**OBIETTIVO 1**
Secondo il testo del documento, quale personaggio de "Il rinoceronte" è l'unico a non trasformarsi?
**OBIETTIVO 2**
Ricopia dal testo del documento il passo che comincia con "Avrei dovuto seguirli" e termina con "posso, non posso!".

Non viene presentata in modo migliore l'élite culturale, incarnata dal protagonista del libro, il professore universitario ed esperto di Huysmans François, che, del tutto privo di una morale forte fin dall'inizio del libro, alla fine accetta di convertirsi all'Islam per poter insegnare all'università e per poter così usufruire dei matrimoni combinati tra professori e studentesse che l'istituzione garantisce. In pratica questi, ossessionato all'inizio del libro dalla paura che dopo la fine della relazione con una delle sue studentesse, Myriam, non sarà in grado di sedurne altre per via del suo decadimento fisico, alla fine accetta il cambiamento di regime perché gli permette di continuare a fare, sotto altre forme, quello che faceva prima e che l'età non gli avrebbe più permesso di fare. Peraltro, è abbastanza interessante notare come le persone che avvicinano François all'Islam lo facciano con argomenti quantomeno misogini, sottolineando come sia bello che tale religione sottometta la donna all'uomo, mostrando quindi come le conversioni, all'interno dell'élite culturale, siano guidate più da un mero interesse sessuale e dalla volontà di sentirsi ancora come l'arcaico "uomo forte" piuttosto che da un vero convincimento spirituale.

Tutto questo mi ha ricordato molto due opere. La prima è la pièce di Ionesco Il rinoceronte, che descrive la progressiva trasformazione di un gruppo di personaggi in rinoceronti. Ovviamente, l'opera teatrale rappresenta in modo velato come possa avvenire che un'ideologia totalitaria (rappresentata simbolicamente dalla trasformazione in rinoceronte) trovi progressivamente sempre più aderenti, penetri sempre di più all'interno di una società fino ad assumerne il controllo. I personaggi di Ionesco diventano rinoceronti per i motivi più disparati, alcuni lo fanno per conformismo, altri per "combattere il sistema dall'interno" (eco, questa, dell'atteggiamento nei confronti del nazismo del Partito Comunista Tedesco, che spinse i propri militanti a iscriversi al NSDAP per combatterlo dall'interno), altri per il rifiuto della morale in favore della natura, altri ancora perché "i rinoceronti sono belli", ma alla fine, quali che siano le ragioni, la trasformazione interessa tutti, tutti tranne il protagonista Berenger che tuttavia nel suo monologo finale rimpiange di non essere diventato un animale come gli altri:

Avrei dovuto seguirli quand'ero ancora in tempo! Troppo tardi, adesso! E' finita, sono un mostro! Sono un mostro! Non diventerò mai più un rinoceronte, mai, mai mai... Non posso più cambiare. Vorrei tanto ma non posso, non posso!

(da "Il rinoceronte" di E.Ionesco)

**DATI REGISTRATI**
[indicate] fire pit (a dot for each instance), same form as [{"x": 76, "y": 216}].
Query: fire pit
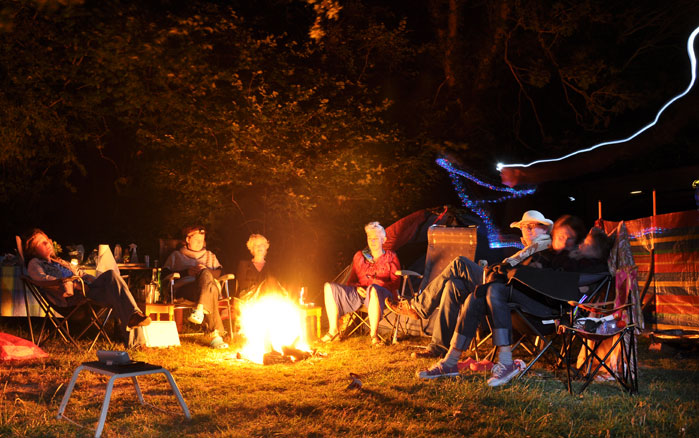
[{"x": 274, "y": 331}]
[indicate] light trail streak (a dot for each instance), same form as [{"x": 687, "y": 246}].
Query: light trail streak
[{"x": 693, "y": 62}]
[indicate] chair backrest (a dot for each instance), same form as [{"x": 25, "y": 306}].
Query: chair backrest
[
  {"x": 166, "y": 247},
  {"x": 443, "y": 245}
]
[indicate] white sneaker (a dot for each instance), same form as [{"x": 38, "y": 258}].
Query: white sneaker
[
  {"x": 196, "y": 317},
  {"x": 501, "y": 374}
]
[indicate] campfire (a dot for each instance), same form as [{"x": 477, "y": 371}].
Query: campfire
[{"x": 274, "y": 330}]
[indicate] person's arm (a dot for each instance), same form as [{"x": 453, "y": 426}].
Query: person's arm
[
  {"x": 216, "y": 267},
  {"x": 357, "y": 270},
  {"x": 59, "y": 287}
]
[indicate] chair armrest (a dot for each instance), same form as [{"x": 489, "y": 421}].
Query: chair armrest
[
  {"x": 587, "y": 279},
  {"x": 226, "y": 277},
  {"x": 407, "y": 273},
  {"x": 601, "y": 308},
  {"x": 173, "y": 276}
]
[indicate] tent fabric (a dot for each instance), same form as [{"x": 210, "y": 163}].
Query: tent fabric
[
  {"x": 13, "y": 348},
  {"x": 674, "y": 287}
]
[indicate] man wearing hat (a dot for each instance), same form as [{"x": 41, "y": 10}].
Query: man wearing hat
[{"x": 459, "y": 279}]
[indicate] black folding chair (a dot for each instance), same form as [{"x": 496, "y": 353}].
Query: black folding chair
[
  {"x": 225, "y": 301},
  {"x": 536, "y": 334}
]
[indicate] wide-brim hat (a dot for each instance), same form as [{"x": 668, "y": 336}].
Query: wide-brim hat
[{"x": 532, "y": 216}]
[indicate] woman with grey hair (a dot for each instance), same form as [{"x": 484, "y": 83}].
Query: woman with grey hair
[
  {"x": 255, "y": 272},
  {"x": 372, "y": 280}
]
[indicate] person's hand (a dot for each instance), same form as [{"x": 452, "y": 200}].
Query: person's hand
[{"x": 67, "y": 288}]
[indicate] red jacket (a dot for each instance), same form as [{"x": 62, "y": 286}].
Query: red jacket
[{"x": 381, "y": 272}]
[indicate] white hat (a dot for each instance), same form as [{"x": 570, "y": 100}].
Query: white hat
[{"x": 532, "y": 216}]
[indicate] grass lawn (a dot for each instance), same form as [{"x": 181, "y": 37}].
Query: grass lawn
[{"x": 229, "y": 397}]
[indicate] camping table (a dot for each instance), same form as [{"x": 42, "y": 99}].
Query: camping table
[{"x": 132, "y": 370}]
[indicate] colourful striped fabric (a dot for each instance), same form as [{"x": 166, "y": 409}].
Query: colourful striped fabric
[{"x": 674, "y": 289}]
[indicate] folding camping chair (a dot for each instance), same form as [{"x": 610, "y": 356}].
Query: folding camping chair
[
  {"x": 359, "y": 319},
  {"x": 613, "y": 350},
  {"x": 57, "y": 319},
  {"x": 167, "y": 246},
  {"x": 444, "y": 245}
]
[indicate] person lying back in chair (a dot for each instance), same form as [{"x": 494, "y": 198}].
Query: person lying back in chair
[
  {"x": 591, "y": 256},
  {"x": 448, "y": 291},
  {"x": 56, "y": 277},
  {"x": 256, "y": 276},
  {"x": 373, "y": 279},
  {"x": 198, "y": 268}
]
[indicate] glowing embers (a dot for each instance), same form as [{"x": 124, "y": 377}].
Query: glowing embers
[{"x": 273, "y": 330}]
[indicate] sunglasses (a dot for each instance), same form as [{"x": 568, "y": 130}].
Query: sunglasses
[{"x": 198, "y": 231}]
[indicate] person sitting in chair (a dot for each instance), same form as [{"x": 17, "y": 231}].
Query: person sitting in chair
[
  {"x": 255, "y": 273},
  {"x": 198, "y": 268},
  {"x": 372, "y": 280},
  {"x": 591, "y": 256},
  {"x": 448, "y": 291},
  {"x": 109, "y": 289}
]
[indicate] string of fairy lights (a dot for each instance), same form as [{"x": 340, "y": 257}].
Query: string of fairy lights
[
  {"x": 475, "y": 205},
  {"x": 459, "y": 176}
]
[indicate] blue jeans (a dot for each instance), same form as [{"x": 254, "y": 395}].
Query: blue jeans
[{"x": 447, "y": 292}]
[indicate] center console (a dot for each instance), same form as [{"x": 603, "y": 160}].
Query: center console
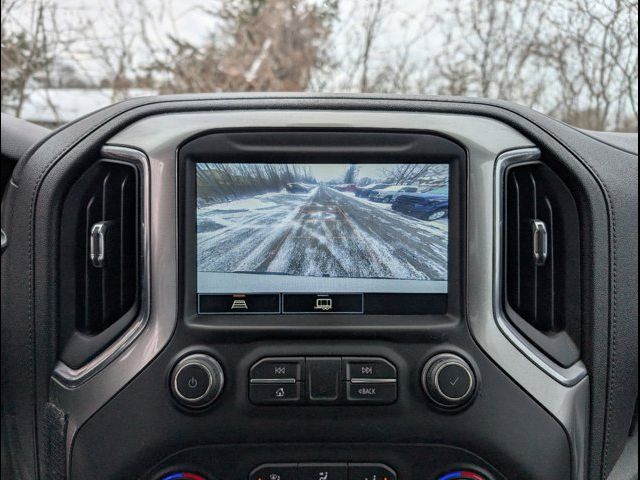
[{"x": 297, "y": 323}]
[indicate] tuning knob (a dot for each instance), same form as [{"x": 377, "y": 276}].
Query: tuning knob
[
  {"x": 197, "y": 380},
  {"x": 448, "y": 380}
]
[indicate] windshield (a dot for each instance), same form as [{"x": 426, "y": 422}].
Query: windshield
[{"x": 575, "y": 60}]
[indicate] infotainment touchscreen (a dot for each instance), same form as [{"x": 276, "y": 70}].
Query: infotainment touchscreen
[{"x": 320, "y": 231}]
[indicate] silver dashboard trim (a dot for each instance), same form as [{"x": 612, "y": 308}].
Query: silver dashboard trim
[{"x": 159, "y": 137}]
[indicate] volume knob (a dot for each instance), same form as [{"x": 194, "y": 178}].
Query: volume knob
[
  {"x": 448, "y": 380},
  {"x": 197, "y": 380}
]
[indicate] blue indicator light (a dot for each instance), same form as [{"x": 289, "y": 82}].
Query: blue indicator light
[
  {"x": 451, "y": 476},
  {"x": 173, "y": 476}
]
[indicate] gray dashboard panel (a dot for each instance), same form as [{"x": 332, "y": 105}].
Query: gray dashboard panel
[{"x": 565, "y": 394}]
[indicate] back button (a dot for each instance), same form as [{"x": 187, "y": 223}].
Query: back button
[
  {"x": 371, "y": 471},
  {"x": 275, "y": 471}
]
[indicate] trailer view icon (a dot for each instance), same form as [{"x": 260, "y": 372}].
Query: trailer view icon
[{"x": 323, "y": 303}]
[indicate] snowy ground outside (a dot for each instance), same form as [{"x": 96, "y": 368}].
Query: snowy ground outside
[{"x": 325, "y": 233}]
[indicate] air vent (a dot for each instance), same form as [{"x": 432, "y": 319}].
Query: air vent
[
  {"x": 542, "y": 260},
  {"x": 100, "y": 259}
]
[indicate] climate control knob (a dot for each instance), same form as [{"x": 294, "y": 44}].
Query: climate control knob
[
  {"x": 197, "y": 380},
  {"x": 448, "y": 380}
]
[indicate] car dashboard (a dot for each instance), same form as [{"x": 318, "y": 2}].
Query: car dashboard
[{"x": 505, "y": 352}]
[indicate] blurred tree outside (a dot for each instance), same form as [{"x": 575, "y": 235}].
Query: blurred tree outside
[{"x": 576, "y": 60}]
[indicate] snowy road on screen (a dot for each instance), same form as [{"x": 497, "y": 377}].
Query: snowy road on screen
[{"x": 322, "y": 233}]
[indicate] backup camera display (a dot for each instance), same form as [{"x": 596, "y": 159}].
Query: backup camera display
[{"x": 310, "y": 228}]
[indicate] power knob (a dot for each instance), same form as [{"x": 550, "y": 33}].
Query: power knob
[
  {"x": 197, "y": 380},
  {"x": 448, "y": 380}
]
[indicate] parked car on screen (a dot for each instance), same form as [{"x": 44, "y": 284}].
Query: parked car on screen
[
  {"x": 346, "y": 187},
  {"x": 364, "y": 192},
  {"x": 297, "y": 188},
  {"x": 389, "y": 194},
  {"x": 426, "y": 205}
]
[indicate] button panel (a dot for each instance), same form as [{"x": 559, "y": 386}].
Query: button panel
[
  {"x": 275, "y": 471},
  {"x": 323, "y": 471},
  {"x": 323, "y": 381}
]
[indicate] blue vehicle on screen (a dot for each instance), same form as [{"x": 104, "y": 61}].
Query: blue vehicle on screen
[{"x": 428, "y": 205}]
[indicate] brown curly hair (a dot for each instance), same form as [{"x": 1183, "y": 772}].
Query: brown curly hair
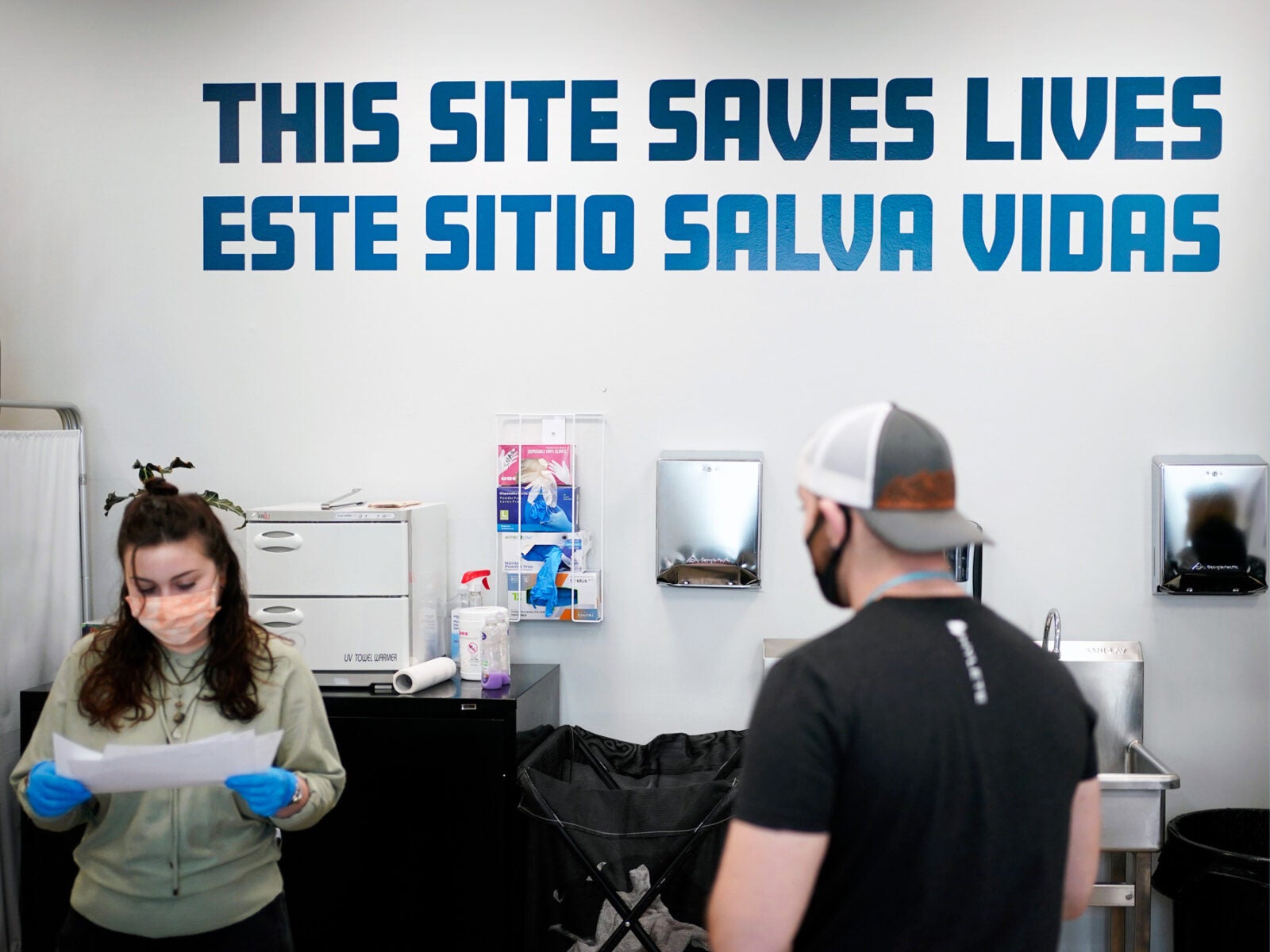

**SOLUZIONE 1**
Il protagonista Berenger.

**SOLUZIONE 2**
Avrei dovuto seguirli quand'ero ancora in tempo! Troppo tardi, adesso! E' finita, sono un mostro! Sono un mostro! Non diventerò mai più un rinoceronte, mai, mai mai... Non posso più cambiare. Vorrei tanto ma non posso, non posso!